* Assignment
How many lines of the data contain the string "Target"? Write the number and nothing more.

* Supplied entries

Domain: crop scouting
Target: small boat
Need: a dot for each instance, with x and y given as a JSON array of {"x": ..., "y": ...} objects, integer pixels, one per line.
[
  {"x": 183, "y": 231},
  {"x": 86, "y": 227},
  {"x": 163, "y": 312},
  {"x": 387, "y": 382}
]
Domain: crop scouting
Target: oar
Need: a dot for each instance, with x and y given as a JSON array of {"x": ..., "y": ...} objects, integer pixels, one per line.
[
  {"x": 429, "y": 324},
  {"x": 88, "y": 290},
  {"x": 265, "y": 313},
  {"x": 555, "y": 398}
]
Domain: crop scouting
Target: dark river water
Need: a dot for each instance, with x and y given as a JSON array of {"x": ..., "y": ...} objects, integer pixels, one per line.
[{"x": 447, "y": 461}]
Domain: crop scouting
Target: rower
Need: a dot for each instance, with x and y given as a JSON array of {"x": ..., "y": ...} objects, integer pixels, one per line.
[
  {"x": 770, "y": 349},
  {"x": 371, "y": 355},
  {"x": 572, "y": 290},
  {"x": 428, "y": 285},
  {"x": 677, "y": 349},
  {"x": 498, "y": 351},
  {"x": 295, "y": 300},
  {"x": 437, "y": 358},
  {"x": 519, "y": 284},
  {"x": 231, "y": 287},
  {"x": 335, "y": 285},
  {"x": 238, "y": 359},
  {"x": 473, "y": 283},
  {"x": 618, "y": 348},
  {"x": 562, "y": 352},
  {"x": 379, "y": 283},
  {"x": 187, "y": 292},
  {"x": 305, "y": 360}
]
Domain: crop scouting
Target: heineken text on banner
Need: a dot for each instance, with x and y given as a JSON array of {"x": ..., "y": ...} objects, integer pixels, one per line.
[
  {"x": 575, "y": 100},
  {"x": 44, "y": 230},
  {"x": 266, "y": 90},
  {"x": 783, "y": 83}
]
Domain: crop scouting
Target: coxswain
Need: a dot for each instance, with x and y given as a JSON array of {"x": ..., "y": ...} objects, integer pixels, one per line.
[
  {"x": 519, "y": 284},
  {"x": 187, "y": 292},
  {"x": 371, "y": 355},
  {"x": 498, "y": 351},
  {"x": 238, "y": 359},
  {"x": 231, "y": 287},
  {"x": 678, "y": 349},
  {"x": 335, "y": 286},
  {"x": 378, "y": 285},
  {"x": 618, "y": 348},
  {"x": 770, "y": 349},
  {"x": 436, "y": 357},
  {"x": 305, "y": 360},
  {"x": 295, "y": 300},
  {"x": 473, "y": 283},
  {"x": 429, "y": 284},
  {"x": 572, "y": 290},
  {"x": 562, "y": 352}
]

* Output for this exercise
6